Object pointing dataset rows:

--*--

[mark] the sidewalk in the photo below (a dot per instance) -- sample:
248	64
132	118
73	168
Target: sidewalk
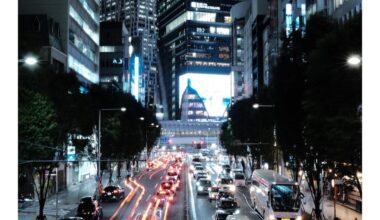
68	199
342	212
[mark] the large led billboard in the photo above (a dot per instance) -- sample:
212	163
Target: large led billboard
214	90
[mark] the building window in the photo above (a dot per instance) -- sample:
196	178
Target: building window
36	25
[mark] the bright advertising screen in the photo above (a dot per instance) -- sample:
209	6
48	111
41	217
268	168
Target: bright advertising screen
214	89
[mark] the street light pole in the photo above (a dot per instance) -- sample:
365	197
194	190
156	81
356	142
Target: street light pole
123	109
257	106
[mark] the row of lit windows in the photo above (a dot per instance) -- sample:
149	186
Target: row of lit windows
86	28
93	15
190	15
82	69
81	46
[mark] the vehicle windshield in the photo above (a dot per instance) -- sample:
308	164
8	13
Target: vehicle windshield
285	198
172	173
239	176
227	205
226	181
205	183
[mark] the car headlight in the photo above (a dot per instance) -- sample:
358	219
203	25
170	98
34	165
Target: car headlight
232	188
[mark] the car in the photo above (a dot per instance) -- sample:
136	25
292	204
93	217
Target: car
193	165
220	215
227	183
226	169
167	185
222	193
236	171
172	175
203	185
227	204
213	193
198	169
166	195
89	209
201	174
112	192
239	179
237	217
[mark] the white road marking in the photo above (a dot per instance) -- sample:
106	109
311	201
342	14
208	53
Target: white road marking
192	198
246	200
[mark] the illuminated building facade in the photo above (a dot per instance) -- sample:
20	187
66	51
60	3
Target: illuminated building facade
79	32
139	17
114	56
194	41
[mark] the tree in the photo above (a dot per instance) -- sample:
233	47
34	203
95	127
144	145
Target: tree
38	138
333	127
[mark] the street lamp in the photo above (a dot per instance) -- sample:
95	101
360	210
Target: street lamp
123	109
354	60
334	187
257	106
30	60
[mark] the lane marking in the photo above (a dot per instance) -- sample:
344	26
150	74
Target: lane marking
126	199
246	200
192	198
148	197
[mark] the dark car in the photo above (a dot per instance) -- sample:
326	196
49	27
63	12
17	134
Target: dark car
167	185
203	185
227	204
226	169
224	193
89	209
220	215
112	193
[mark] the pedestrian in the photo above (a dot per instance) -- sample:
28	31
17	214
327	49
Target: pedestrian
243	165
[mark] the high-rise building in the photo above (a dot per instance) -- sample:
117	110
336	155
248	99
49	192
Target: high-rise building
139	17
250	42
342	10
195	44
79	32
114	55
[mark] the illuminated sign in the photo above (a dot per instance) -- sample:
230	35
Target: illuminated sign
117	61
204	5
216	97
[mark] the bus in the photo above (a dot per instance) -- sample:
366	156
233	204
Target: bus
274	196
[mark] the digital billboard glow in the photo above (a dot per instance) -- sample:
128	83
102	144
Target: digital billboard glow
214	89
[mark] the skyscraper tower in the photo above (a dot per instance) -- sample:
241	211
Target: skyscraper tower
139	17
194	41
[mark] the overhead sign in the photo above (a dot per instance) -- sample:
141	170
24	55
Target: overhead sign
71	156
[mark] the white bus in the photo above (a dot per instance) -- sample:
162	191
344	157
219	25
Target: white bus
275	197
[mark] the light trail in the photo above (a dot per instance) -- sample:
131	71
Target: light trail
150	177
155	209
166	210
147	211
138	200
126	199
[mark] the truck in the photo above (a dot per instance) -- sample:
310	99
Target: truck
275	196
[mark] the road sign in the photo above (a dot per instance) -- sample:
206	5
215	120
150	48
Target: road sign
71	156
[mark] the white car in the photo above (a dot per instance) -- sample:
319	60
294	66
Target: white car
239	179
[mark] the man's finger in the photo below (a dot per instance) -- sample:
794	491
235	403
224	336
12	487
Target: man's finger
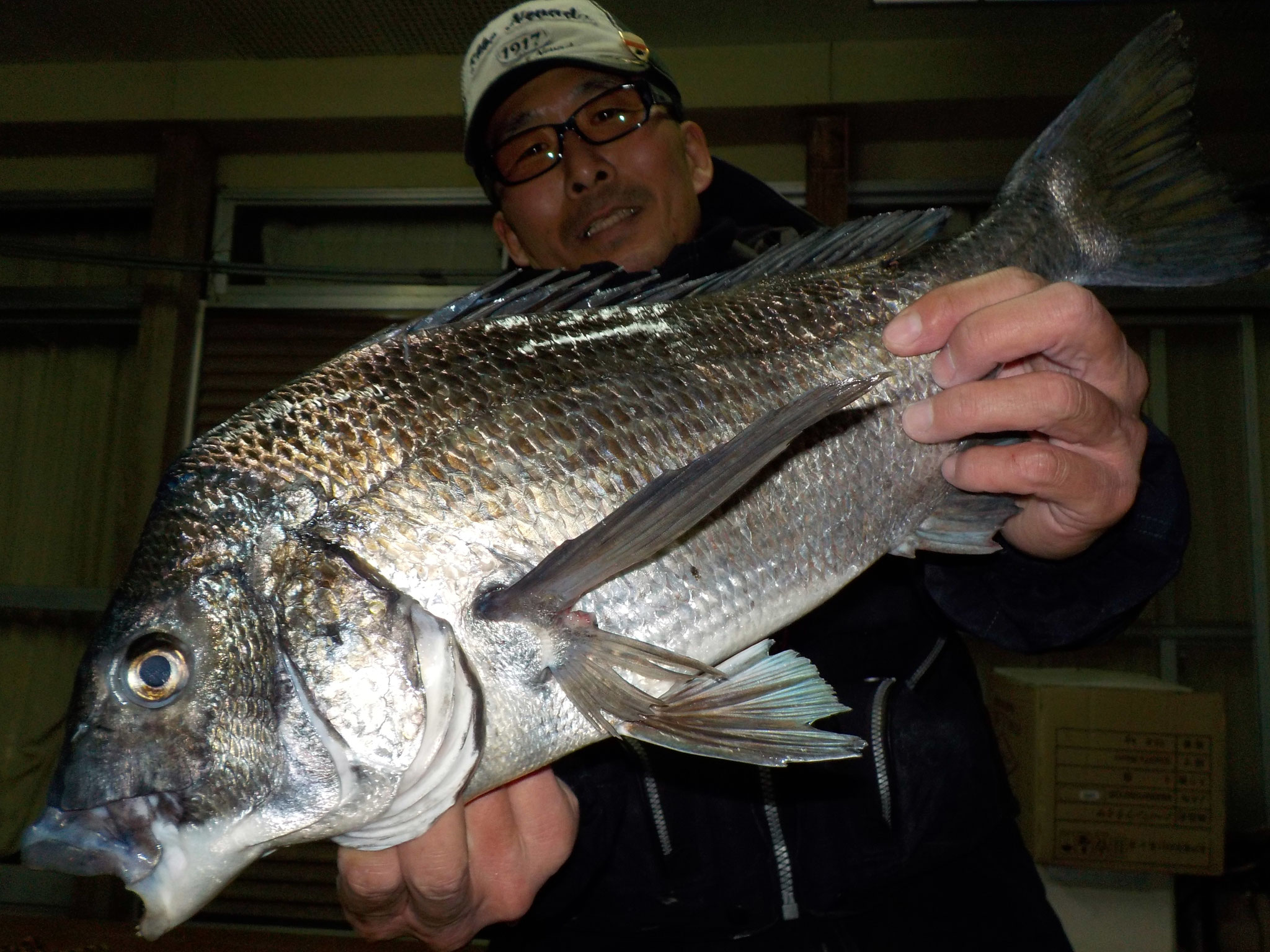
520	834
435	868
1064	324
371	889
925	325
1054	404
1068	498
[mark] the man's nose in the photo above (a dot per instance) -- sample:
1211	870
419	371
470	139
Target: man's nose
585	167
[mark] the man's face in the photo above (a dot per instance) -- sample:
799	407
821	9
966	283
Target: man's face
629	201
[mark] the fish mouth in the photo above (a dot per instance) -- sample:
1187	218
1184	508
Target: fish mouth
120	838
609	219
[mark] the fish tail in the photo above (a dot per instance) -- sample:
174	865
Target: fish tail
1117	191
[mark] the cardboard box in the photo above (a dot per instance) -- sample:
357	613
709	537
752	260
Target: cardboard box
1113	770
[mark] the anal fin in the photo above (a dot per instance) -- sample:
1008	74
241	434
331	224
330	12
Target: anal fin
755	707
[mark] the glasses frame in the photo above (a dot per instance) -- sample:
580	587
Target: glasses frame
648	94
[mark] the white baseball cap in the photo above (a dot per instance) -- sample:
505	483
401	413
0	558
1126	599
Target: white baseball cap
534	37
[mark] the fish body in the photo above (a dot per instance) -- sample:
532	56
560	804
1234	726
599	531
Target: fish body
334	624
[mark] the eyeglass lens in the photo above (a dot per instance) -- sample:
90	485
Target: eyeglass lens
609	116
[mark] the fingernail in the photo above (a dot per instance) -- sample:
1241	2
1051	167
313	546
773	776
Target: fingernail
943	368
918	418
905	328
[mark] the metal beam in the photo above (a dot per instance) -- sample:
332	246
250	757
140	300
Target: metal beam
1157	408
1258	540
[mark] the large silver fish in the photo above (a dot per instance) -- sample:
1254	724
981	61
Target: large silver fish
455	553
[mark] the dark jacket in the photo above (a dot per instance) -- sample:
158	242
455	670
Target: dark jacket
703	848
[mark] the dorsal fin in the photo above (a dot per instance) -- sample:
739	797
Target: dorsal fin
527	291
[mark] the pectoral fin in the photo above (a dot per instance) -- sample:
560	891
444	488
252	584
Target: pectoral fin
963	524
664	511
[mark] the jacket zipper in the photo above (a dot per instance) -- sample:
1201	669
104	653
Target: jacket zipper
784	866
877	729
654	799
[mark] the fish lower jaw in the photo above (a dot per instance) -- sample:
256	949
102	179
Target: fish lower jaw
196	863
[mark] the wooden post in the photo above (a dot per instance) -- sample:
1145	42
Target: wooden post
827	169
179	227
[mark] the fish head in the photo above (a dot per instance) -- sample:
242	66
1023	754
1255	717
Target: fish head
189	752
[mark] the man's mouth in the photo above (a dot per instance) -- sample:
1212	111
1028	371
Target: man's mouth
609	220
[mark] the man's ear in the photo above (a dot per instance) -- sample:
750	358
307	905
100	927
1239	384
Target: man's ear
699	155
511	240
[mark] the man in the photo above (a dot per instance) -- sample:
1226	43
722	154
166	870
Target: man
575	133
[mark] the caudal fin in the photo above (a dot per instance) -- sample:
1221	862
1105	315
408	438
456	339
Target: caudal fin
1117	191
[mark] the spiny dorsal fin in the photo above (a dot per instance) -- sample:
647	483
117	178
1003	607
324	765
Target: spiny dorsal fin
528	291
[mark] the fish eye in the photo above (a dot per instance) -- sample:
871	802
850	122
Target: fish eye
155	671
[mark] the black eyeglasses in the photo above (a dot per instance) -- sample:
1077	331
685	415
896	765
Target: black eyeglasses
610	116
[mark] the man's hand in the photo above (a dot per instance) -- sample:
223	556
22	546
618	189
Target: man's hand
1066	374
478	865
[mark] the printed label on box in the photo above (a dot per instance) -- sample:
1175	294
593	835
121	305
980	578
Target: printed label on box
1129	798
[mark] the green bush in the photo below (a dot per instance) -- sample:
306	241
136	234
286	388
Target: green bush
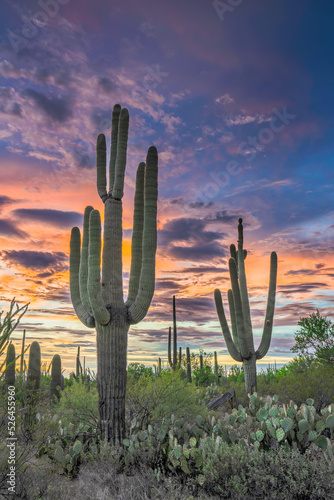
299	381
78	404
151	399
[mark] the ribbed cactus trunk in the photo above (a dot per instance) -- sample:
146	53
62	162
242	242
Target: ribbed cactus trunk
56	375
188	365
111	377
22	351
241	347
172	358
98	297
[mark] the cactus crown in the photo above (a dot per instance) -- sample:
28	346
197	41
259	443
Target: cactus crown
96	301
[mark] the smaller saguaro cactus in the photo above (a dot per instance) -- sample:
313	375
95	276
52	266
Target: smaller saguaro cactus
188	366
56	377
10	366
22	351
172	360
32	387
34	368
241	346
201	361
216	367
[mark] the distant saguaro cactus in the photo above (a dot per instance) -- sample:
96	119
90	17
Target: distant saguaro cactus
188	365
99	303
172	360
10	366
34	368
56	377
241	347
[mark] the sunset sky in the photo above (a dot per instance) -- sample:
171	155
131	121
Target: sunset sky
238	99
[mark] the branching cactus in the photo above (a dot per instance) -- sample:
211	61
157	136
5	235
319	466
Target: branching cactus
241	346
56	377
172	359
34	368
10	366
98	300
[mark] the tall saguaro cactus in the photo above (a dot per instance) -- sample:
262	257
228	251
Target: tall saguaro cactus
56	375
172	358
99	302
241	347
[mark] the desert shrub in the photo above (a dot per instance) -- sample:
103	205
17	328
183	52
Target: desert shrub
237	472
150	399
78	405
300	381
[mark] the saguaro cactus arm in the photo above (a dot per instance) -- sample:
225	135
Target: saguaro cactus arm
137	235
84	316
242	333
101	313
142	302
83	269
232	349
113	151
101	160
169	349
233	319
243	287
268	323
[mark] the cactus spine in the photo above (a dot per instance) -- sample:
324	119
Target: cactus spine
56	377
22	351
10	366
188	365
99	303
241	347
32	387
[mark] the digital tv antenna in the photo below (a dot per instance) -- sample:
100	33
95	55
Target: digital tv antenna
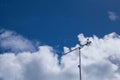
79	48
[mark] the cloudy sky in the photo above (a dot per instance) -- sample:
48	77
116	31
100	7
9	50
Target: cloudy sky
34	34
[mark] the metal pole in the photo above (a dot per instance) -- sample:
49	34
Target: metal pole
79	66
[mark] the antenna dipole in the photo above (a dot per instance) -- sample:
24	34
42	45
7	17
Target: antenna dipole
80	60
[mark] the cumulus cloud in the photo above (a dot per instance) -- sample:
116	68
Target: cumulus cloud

--*--

EXERCISE DETAILS: Quote the rows above verbatim, from the line containing "[mark] the metal pole" through the end of the rows, including both ends.

TASK RESPONSE:
[mark] the metal pole in the photo above (a dot per instance) -- sample:
49	34
Target: metal pole
79	66
[mark] the antenna dipole in the photo above (a dot per instance) -- sample:
24	34
42	45
7	17
Target: antenna dipole
80	60
[mark] the cumulus cloud in the photo above (a dot per instance) -- sample:
116	68
Target: cumulus cloud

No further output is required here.